:: THE TASK ::
Find the line that contains "Reviewer note: confirm that every instance of the tulip bud" in the entries below. Write out that line and all that follow it, unchanged and alone.

:: MATERIAL FOR THIS TASK ::
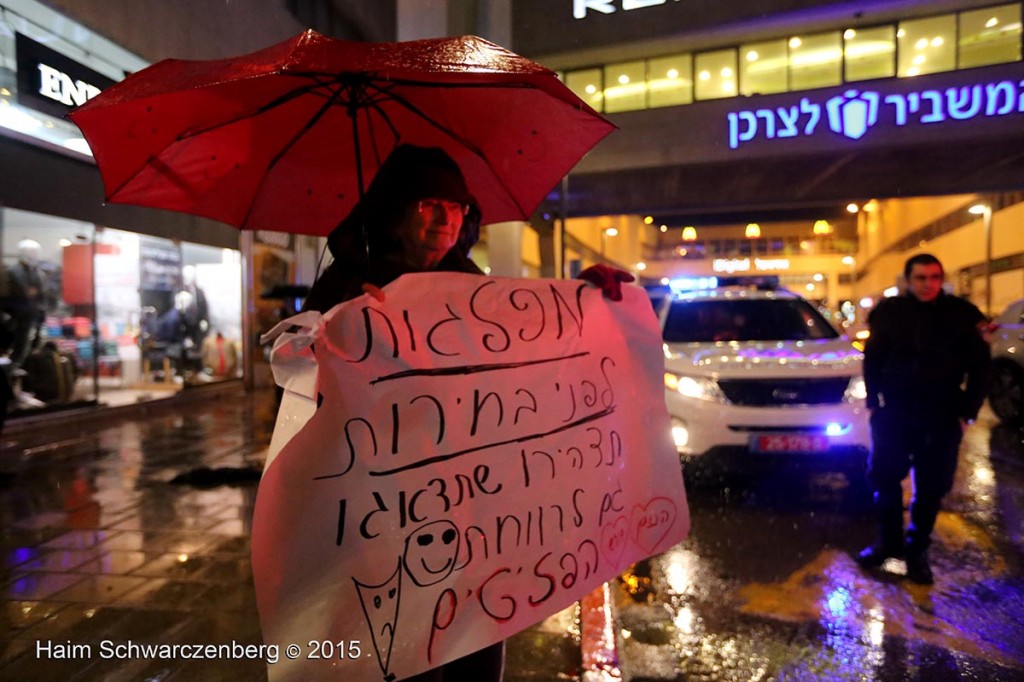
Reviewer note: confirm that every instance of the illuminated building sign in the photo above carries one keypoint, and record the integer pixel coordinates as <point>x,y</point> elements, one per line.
<point>50,82</point>
<point>581,7</point>
<point>743,264</point>
<point>854,113</point>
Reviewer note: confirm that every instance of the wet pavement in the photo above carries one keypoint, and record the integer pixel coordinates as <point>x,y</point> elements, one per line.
<point>98,544</point>
<point>765,587</point>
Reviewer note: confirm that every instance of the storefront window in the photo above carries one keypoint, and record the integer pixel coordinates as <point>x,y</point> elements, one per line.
<point>626,87</point>
<point>815,60</point>
<point>670,80</point>
<point>48,336</point>
<point>587,85</point>
<point>762,68</point>
<point>716,75</point>
<point>927,46</point>
<point>869,52</point>
<point>990,36</point>
<point>210,300</point>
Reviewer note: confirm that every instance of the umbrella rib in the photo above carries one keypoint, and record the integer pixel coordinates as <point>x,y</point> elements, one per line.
<point>152,161</point>
<point>283,99</point>
<point>335,96</point>
<point>453,134</point>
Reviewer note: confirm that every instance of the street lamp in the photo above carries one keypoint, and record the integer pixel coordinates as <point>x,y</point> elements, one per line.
<point>605,233</point>
<point>985,211</point>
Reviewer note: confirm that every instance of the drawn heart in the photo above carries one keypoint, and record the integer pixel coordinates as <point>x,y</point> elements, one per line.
<point>613,540</point>
<point>651,522</point>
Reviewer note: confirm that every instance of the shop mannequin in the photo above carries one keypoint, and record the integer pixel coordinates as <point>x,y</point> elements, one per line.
<point>27,301</point>
<point>192,306</point>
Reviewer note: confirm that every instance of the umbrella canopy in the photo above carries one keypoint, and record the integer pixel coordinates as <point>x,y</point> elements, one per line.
<point>286,138</point>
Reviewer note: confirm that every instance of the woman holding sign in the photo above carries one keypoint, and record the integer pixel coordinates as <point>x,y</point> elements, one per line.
<point>419,216</point>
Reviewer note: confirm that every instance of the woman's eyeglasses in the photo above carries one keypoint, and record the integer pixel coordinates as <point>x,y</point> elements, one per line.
<point>429,206</point>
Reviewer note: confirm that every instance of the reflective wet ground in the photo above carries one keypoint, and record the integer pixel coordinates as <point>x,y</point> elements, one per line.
<point>765,587</point>
<point>99,544</point>
<point>102,541</point>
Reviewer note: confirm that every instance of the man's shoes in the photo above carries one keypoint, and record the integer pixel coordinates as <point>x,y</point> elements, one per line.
<point>918,569</point>
<point>876,555</point>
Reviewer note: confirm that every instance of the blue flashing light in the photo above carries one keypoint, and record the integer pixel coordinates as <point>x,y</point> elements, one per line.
<point>692,284</point>
<point>835,428</point>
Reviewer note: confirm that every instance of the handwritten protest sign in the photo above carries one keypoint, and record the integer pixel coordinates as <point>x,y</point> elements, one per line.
<point>484,452</point>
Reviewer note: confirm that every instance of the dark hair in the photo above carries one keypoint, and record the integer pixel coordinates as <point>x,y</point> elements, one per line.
<point>409,174</point>
<point>921,259</point>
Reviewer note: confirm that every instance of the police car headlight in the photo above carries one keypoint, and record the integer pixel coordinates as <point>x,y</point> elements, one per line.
<point>700,388</point>
<point>857,390</point>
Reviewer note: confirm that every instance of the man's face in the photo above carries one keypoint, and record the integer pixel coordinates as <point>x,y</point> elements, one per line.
<point>429,230</point>
<point>926,281</point>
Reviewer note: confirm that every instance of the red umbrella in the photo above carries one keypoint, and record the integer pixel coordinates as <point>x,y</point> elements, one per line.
<point>286,138</point>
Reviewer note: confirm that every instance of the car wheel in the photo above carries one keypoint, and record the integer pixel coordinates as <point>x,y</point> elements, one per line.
<point>1006,393</point>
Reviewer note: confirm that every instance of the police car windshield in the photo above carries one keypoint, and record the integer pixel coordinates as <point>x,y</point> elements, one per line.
<point>705,321</point>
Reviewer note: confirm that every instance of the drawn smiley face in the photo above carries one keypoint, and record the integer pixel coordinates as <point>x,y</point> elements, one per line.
<point>431,551</point>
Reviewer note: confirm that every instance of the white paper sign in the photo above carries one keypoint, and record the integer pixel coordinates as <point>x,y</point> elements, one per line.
<point>485,452</point>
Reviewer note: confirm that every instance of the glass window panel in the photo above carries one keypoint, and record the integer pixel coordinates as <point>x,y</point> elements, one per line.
<point>625,87</point>
<point>47,274</point>
<point>210,300</point>
<point>990,36</point>
<point>670,81</point>
<point>926,46</point>
<point>869,52</point>
<point>762,68</point>
<point>815,60</point>
<point>716,75</point>
<point>587,85</point>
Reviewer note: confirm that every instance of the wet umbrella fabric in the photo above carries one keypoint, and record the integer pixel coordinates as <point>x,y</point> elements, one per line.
<point>269,140</point>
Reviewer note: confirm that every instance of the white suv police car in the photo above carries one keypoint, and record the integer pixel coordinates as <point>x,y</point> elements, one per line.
<point>1006,393</point>
<point>755,375</point>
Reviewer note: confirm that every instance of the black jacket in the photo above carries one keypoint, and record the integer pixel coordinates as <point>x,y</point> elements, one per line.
<point>343,280</point>
<point>919,355</point>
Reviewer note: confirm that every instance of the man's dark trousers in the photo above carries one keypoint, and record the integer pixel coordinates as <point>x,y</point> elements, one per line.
<point>929,443</point>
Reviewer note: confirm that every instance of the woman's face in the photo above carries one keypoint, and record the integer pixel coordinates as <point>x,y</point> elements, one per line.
<point>428,230</point>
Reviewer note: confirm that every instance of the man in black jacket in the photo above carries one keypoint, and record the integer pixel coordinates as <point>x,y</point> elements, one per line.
<point>924,345</point>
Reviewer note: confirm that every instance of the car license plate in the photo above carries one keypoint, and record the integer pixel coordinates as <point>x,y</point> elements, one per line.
<point>790,442</point>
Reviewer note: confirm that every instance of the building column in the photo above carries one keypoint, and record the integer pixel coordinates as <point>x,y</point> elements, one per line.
<point>505,248</point>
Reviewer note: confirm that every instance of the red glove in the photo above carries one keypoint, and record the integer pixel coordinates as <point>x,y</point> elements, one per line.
<point>608,279</point>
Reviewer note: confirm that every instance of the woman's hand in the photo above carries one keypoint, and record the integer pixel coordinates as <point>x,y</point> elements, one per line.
<point>608,279</point>
<point>374,291</point>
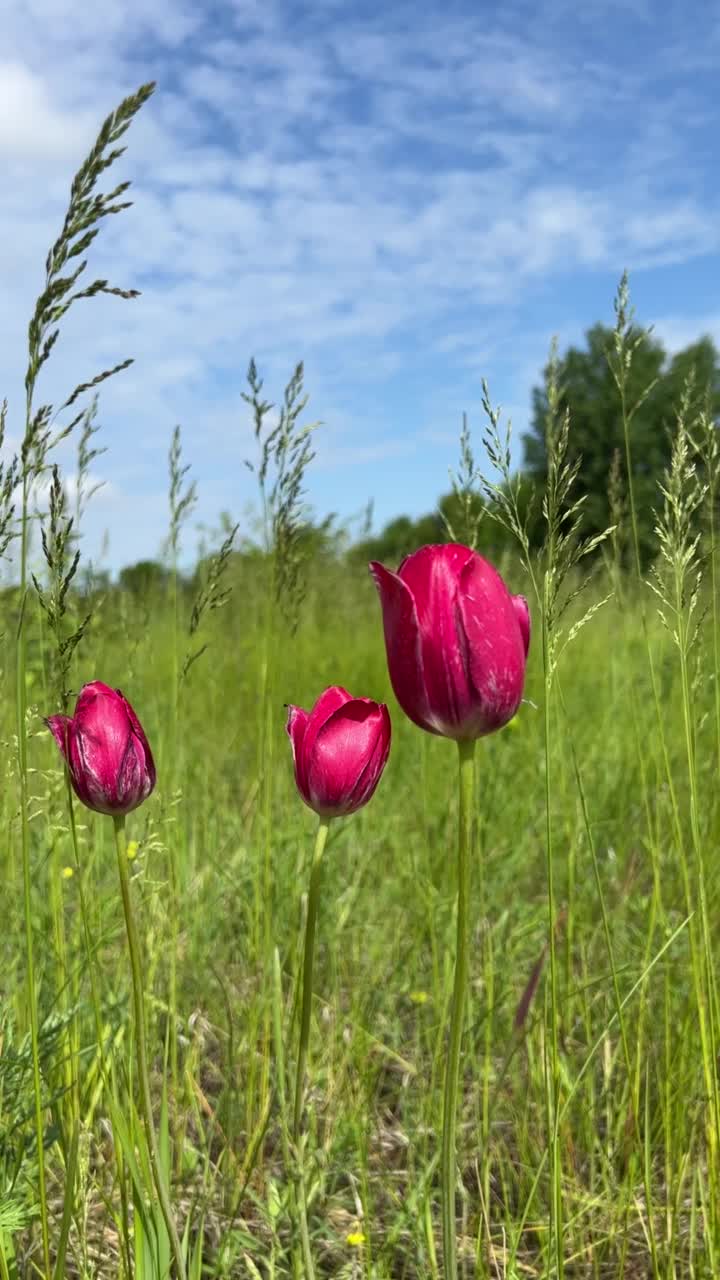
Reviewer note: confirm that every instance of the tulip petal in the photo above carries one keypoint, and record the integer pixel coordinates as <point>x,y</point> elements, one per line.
<point>433,575</point>
<point>108,754</point>
<point>295,727</point>
<point>495,645</point>
<point>349,755</point>
<point>329,702</point>
<point>404,647</point>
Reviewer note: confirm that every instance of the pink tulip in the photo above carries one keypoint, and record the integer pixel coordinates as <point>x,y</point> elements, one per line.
<point>108,755</point>
<point>456,640</point>
<point>340,752</point>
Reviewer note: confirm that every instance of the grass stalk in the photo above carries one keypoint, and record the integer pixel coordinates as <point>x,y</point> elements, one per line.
<point>449,1161</point>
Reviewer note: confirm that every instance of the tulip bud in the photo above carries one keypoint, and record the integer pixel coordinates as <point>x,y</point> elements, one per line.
<point>105,749</point>
<point>340,752</point>
<point>456,640</point>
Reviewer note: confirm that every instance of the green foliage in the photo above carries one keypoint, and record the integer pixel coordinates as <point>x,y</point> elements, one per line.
<point>142,577</point>
<point>588,388</point>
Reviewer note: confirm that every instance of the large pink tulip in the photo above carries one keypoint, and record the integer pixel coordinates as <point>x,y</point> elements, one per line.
<point>106,752</point>
<point>456,640</point>
<point>340,750</point>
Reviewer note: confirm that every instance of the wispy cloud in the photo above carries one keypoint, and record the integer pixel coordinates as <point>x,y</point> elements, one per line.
<point>397,195</point>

:: ANSWER BOX ::
Reviewer note: confirm that every instance of the tulip bud in the photo above carries one keypoint, and record the integer pixel coordinates as <point>x,y</point> elements, one per line.
<point>105,749</point>
<point>340,752</point>
<point>456,640</point>
Reviewer note: confirm that every instance of the green foliage in the photo above carries one keypoint, and record the integer pixel coordinates as <point>x,y</point> elements, one per line.
<point>142,577</point>
<point>588,388</point>
Reviewer note: confirm that every instance of the large pink tulip in the photo above carries one keypoint, and record the integer pixel coordinates as <point>x,y</point> elements, one per line.
<point>106,752</point>
<point>456,640</point>
<point>340,750</point>
Reviewer note: confirm that every instance of the wispy cloud in the photo above carries one keypoint, and record the integer pixel coordinates as <point>x,y</point> elements, one per line.
<point>397,195</point>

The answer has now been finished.